- **EXCERPTED RECORDS**
— BEGIN —
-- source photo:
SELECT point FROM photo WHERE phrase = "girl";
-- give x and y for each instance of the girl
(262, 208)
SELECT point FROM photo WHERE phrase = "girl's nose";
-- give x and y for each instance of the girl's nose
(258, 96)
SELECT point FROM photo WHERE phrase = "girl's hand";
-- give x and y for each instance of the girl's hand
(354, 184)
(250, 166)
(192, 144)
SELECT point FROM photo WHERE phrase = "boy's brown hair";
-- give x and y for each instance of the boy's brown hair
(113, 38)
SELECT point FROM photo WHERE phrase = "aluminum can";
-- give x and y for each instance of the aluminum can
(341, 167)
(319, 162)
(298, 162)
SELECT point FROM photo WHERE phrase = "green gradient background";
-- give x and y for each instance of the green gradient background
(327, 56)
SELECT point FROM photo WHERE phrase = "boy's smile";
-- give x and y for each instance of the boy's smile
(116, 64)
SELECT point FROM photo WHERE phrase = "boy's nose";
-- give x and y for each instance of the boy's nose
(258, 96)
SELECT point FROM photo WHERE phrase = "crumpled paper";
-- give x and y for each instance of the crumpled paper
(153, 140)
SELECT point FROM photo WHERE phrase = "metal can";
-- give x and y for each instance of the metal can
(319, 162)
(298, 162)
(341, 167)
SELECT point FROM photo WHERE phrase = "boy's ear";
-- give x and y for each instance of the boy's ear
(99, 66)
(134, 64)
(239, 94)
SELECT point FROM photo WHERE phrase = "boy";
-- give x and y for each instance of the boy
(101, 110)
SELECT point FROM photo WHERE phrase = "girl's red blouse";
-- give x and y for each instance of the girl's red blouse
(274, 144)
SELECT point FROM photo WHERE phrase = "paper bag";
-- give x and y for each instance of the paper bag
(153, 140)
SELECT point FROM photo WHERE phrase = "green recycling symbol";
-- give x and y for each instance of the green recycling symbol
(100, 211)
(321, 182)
— END —
Extract the full listing above without alteration.

-- source photo:
SELECT point FROM photo WHERE phrase = "girl";
-- give x and y for each instance of the girl
(262, 208)
SELECT point FROM photo WHERE phrase = "girl's nose";
-- give x and y for each instance of the girl's nose
(258, 96)
SELECT point FROM photo WHERE phrase = "girl's hand";
-- give x and y for each instance of the girl's hand
(354, 184)
(250, 166)
(192, 144)
SELECT point FROM photo WHERE phrase = "boy's brown hair";
-- give x and y for each instance of the boy's brown hair
(113, 38)
SELECT point FROM photo WHERE phrase = "aluminum can";
-- give x and y for each instance of the aluminum can
(341, 167)
(319, 162)
(298, 162)
SELECT point FROM photo WHERE phrase = "green gradient background";
-- give x and y for each instance of the green gradient background
(327, 56)
SELECT point FROM photo WHERE phrase = "boy's smile";
-- give x and y for each instance of the boy's smile
(116, 64)
SELECT point FROM photo WHERE phrase = "boy's nose";
-- give x and y for each instance of the boy's nose
(258, 96)
SELECT point FROM photo WHERE phrase = "crumpled paper";
-- give x and y for each instance of the crumpled paper
(153, 140)
SELECT point FROM photo WHERE phrase = "metal can";
-- give x and y for each instance of the metal can
(319, 162)
(298, 162)
(341, 167)
SELECT point FROM photo WHERE phrase = "boy's ear";
-- give x and y for each instance of the boy's ear
(99, 66)
(134, 64)
(239, 94)
SELECT point FROM photo WHERE phrase = "boy";
-- give x and y for each instance of the boy
(101, 110)
SELECT point FROM photo WHERE phrase = "girl's red blouse";
-- give x and y for each instance of the girl's red blouse
(274, 144)
SELECT point FROM photo WHERE phrase = "paper bag";
-- give x and y for each instance of the paper bag
(153, 140)
SELECT point FROM photo WHERE phrase = "green recycling symbol";
-- give x and y for each instance of the green recycling symbol
(100, 211)
(321, 182)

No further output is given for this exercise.